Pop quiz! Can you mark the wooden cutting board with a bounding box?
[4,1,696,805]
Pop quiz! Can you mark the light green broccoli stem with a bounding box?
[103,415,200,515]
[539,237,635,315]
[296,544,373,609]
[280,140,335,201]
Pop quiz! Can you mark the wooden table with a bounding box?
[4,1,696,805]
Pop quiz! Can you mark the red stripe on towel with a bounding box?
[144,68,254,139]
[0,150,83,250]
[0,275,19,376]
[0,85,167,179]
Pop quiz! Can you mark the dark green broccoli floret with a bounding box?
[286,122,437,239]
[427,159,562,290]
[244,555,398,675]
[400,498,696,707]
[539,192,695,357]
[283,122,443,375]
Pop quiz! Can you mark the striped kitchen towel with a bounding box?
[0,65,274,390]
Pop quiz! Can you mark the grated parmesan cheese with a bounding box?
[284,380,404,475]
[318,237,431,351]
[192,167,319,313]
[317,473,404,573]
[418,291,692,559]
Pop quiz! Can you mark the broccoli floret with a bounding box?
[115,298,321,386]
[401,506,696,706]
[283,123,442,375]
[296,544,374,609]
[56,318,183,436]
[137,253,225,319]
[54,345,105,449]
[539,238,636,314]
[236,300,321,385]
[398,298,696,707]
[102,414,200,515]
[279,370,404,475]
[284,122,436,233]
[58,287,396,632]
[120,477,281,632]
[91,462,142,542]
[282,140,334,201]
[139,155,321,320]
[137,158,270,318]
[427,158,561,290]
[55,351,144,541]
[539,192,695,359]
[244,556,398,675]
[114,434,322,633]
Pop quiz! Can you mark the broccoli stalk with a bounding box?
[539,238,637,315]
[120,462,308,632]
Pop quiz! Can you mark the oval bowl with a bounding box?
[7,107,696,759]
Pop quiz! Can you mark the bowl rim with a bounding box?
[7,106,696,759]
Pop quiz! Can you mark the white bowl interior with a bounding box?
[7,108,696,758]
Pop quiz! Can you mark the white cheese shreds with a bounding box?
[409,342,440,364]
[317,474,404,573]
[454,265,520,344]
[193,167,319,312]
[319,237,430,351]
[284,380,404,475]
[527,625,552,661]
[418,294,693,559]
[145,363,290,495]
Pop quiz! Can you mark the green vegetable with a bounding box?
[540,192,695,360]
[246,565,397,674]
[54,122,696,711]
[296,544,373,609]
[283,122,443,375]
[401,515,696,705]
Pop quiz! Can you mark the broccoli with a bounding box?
────
> [The task]: Each line of the data is to be retyped exactly.

> [Written response]:
Pop quiz! Can you mark the wooden cutting board with a bounding box?
[4,1,696,805]
Pop quiz! Can you mark the light green broccoli stem with a bounding box?
[103,415,200,515]
[539,237,635,315]
[296,544,373,609]
[280,140,335,201]
Pop quiz! Can you mark the wooden table with a bounding box?
[4,1,696,805]
Pop quiz! Can you mark the red stripe on towel with a bounding box?
[144,68,254,139]
[0,150,83,250]
[0,275,19,376]
[0,85,167,179]
Pop quiz! Can you mark the dark green broccoli floret with a bounding box?
[286,122,437,239]
[427,159,562,290]
[244,555,398,675]
[400,498,696,707]
[539,192,695,357]
[283,122,443,375]
Pop quiz! Can you mark the striped kitchen towel with a bounding box?
[0,65,274,390]
Pop quiz! Can you mark the grated parmesan cheese with a bounding box?
[284,380,404,475]
[318,237,431,351]
[192,167,319,313]
[317,473,404,573]
[418,291,692,559]
Pop quiz! Can you mark the broccoli floret with a bounding box?
[115,298,321,386]
[401,506,696,706]
[283,123,442,375]
[296,544,374,609]
[56,318,183,436]
[137,253,225,319]
[54,345,105,449]
[539,238,636,314]
[236,300,321,385]
[398,298,696,707]
[102,414,200,515]
[279,370,404,475]
[284,122,436,233]
[58,287,396,632]
[120,477,281,632]
[91,462,142,542]
[282,140,334,201]
[139,155,321,320]
[137,158,270,318]
[427,158,561,290]
[55,351,144,541]
[539,192,695,359]
[244,556,398,675]
[114,434,322,633]
Pop quiz! Can you mark the broccoli stalk with a bounding box?
[539,238,637,315]
[120,462,308,632]
Pop quiz! Can you mark the oval bowl with a bounding box?
[7,107,696,759]
Pop quiz! Can you mark the bowl rim with a bounding box?
[7,106,696,759]
Pop quiz! Can you mark the white bowl interior with a bounding box?
[7,108,696,758]
Pop quiz! Can you mark the white cheese shreds with a bounding box?
[409,342,440,364]
[317,474,404,573]
[454,265,520,344]
[193,167,319,312]
[319,237,430,351]
[284,380,404,475]
[527,625,552,661]
[418,294,693,559]
[145,363,290,495]
Pop quiz! Can you mark the green vegetable with a bounding box?
[540,192,695,360]
[246,565,397,674]
[54,122,696,711]
[296,544,373,609]
[283,122,443,375]
[401,515,696,705]
Pop quiz! Can you mark the broccoli with a bounding box?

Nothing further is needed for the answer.